**Extrait choisi**
^^^^
Manifeste pour une pédopsychiatrie revitalisée

Par l’Association des psychiatres de secteur infanto-juvénile (A.P.I.)

Manifeste pour une pédopsychiatrie revitalisée

La crise aiguë

Nous, pédopsychiatres de service public, associatif et libéral, nourrissant un rêve pour nos enfants, l’avenir de notre société, sommes confrontés à l’occasion de cette crise du Covid-19 :

  • à l’absence de soins pour nos équipes de la part des tutelles et directions administratives hospitalières qui opposent restrictions/décisions/consignes aléatoires et changeantes à l’inventivité et à l’engagement des soignants ;
  • à l’absence et à l’archaïsme des outils techniques fournis aux services de pédopsychiatrie (postes informatiques, télémédecine…) ;
  • à la pénurie de masques et de gel hydroalcoolique pour les soignants de notre discipline.

La crise chronique

Nous affirmons qu‘il n’est plus supportable :

  • que les soins proposés aux enfants et leurs familles soient toujours plus insuffisants, « en mode dégradé » et toujours plus inégaux sur le plan territorial ;
  • que l’enfant ne soit plus envisagé dans son entièreté et sa singularité mais découpé en symptômes ;
  • que les bases théoriques de la pédopsychiatrie française soient abandonnées au profit de l’hégémonie de la classification américaine du DSM et d’une conception neuro-scientifique des troubles psychiques et de la relation humaine ;
  • que le manque de moyens humains des services de pédopsychiatrie ne soit pas reconnu et que les listes d’attente dans les structures de soin soient systématiquement présentées comme relevant d’un problème d’organisation interne ;
  • que le travail des soignants soit considéré uniquement comme un coût, variable d’ajustement d’équilibres financiers précaires ;
  • que la pédopsychiatrie soit condamnée par sa démographie (80 % des 730 pédopsychiatres français ont plus de 60 ans) et par l’insuffisance de l’enseignement faute de nomination de professeurs de pédopsychiatrie dans nombre d’universités ;
  • que le maillage territorial de secteur en pédopsychiatrie tende à être remplacé par de nouveaux dispositifs de coordination, dits « innovants », alors qu’ils recréent inutilement une organisation de soins déjà en place ;
  • que les directions administratives prennent la main sur l’organisation des soins, basée sur un néo-langage managérial qui brouille nos repères et dévalorise nos pratiques ;
  • que l’environnement dégradé des enfants (habitat, alimentation, mode d’éducation, mal-être de leurs parents) nuise à leur santé physique et psychique dès leur plus jeune âge.
^^^^
**Consigne A**
Recopiez tout le passage du manifeste qui va de « Par l’Association des » jusqu'à « de notre discipline. ».
**Consigne B**
Les affirmations suivantes concordent-elles avec le manifeste ? Répondez à chacune par oui ou par non et citez les mots décisifs du manifeste.
(i) Parmi les 730 pédopsychiatres français, 80 % ont plus de 60 ans.
(ii) Les soignants de la discipline disposent de masques et de gel hydroalcoolique en quantité suffisante.
(iii) Le texte est signé par l'Association des psychiatres de secteur infanto-juvénile.
Les enregistrements constituent un matériau distinct du manifeste.
^^^^
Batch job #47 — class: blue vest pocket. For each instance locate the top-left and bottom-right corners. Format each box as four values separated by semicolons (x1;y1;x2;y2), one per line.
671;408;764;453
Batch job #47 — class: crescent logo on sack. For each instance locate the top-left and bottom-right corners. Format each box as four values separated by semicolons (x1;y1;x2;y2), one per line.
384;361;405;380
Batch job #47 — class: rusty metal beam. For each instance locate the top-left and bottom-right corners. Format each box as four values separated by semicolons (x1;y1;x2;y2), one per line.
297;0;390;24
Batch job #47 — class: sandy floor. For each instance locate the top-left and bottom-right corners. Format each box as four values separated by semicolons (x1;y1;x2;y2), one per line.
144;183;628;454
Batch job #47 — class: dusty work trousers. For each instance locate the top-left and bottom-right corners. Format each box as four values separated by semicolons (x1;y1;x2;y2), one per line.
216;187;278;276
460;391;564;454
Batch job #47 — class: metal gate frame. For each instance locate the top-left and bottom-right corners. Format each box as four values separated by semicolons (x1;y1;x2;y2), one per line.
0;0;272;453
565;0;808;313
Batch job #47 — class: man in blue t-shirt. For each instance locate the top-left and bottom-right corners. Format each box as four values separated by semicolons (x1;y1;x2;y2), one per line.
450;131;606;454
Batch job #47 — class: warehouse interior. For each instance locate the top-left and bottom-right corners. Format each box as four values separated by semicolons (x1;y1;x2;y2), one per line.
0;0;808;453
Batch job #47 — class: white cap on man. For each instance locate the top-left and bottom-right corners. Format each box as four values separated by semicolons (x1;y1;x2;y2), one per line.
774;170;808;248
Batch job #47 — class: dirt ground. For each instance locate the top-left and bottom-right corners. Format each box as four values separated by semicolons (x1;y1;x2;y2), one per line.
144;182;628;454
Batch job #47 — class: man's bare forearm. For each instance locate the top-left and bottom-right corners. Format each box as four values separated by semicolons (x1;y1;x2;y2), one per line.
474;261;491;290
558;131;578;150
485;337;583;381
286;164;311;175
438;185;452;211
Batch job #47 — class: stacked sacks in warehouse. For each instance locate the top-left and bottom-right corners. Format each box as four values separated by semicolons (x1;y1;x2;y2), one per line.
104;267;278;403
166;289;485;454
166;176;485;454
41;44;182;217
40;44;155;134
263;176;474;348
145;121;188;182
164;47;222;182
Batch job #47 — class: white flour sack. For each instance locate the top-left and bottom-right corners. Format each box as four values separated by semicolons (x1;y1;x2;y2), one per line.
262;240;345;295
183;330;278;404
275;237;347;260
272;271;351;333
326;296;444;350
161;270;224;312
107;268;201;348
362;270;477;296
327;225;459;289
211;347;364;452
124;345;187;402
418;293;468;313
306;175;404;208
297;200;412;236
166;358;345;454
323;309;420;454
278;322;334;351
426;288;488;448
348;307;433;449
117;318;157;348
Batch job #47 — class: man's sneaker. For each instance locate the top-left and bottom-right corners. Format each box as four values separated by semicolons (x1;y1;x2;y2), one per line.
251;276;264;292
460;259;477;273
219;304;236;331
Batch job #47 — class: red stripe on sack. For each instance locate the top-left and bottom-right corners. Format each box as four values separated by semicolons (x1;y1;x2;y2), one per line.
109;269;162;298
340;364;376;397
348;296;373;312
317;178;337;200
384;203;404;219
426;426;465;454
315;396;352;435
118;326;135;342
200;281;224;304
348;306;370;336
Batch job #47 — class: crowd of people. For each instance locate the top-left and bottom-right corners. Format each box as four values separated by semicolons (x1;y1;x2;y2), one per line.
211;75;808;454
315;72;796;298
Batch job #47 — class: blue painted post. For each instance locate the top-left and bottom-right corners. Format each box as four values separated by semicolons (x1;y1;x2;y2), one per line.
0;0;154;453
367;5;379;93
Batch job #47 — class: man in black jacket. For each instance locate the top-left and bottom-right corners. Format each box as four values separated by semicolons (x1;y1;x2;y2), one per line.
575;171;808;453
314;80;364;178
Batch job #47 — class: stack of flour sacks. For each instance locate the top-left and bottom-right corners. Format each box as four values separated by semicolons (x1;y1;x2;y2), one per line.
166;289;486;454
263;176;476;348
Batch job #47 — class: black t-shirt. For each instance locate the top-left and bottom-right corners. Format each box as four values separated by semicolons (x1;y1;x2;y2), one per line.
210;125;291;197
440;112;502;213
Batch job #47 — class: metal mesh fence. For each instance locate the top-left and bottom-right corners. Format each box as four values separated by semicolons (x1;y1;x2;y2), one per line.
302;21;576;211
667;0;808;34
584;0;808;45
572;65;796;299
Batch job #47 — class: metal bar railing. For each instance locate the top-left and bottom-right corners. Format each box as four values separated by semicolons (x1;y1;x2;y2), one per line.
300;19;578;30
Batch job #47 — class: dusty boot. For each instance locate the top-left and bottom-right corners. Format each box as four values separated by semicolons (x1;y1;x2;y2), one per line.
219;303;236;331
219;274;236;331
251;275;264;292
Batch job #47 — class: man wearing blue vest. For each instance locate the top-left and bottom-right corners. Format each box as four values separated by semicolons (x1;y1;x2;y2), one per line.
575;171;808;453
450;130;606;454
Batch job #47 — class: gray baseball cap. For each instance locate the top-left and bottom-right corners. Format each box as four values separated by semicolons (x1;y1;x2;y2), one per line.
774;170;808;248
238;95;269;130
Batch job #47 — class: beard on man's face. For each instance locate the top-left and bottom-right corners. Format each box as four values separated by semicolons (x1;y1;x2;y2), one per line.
^^^^
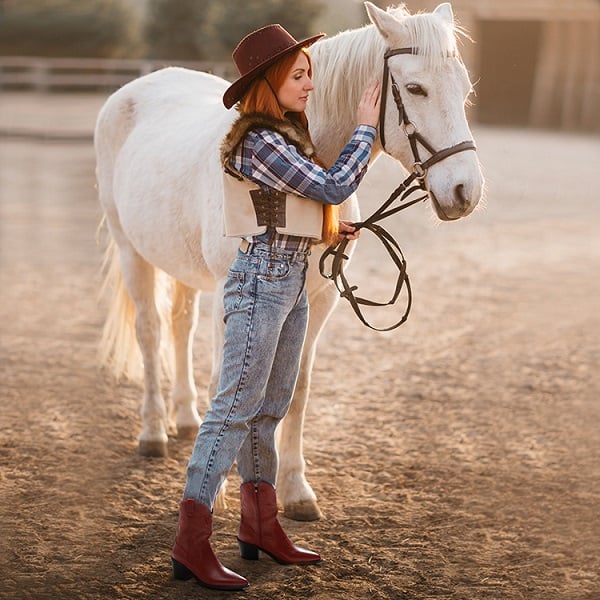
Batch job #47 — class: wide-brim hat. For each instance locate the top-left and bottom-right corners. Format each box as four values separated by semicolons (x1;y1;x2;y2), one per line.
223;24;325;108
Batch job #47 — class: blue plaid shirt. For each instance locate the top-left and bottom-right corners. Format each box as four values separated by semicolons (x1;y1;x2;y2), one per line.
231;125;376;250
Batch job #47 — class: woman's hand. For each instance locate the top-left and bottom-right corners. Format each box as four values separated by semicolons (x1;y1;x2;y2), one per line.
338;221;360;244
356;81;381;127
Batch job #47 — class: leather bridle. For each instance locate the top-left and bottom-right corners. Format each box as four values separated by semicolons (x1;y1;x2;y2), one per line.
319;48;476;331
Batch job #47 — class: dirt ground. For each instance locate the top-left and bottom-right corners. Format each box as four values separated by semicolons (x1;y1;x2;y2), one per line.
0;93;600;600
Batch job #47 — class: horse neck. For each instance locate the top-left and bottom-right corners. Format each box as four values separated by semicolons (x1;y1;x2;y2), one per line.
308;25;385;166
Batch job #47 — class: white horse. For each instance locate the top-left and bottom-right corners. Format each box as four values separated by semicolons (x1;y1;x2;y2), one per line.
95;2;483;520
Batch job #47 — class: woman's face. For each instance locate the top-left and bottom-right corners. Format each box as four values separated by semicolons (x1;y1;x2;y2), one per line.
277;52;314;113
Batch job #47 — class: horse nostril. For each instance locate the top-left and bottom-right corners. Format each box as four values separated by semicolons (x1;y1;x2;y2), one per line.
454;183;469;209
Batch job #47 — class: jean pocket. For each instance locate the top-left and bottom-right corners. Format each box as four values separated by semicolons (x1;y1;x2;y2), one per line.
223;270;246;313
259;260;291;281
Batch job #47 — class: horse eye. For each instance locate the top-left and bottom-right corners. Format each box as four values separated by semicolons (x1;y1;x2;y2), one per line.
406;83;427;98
^^^^
**Réponse A**
Par l’Association des psychiatres de secteur infanto-juvénile (A.P.I.)

Manifeste pour une pédopsychiatrie revitalisée

La crise aiguë

Nous, pédopsychiatres de service public, associatif et libéral, nourrissant un rêve pour nos enfants, l’avenir de notre société, sommes confrontés à l’occasion de cette crise du Covid-19 :

  • à l’absence de soins pour nos équipes de la part des tutelles et directions administratives hospitalières qui opposent restrictions/décisions/consignes aléatoires et changeantes à l’inventivité et à l’engagement des soignants ;
  • à l’absence et à l’archaïsme des outils techniques fournis aux services de pédopsychiatrie (postes informatiques, télémédecine…) ;
  • à la pénurie de masques et de gel hydroalcoolique pour les soignants de notre discipline.

**Réponse B**
(i) Oui : « 80 % des 730 pédopsychiatres français ont plus de 60 ans ».
(ii) Non : « à la pénurie de masques et de gel hydroalcoolique pour les soignants de notre discipline ».
(iii) Oui : « Par l’Association des psychiatres de secteur infanto-juvénile (A.P.I.) ».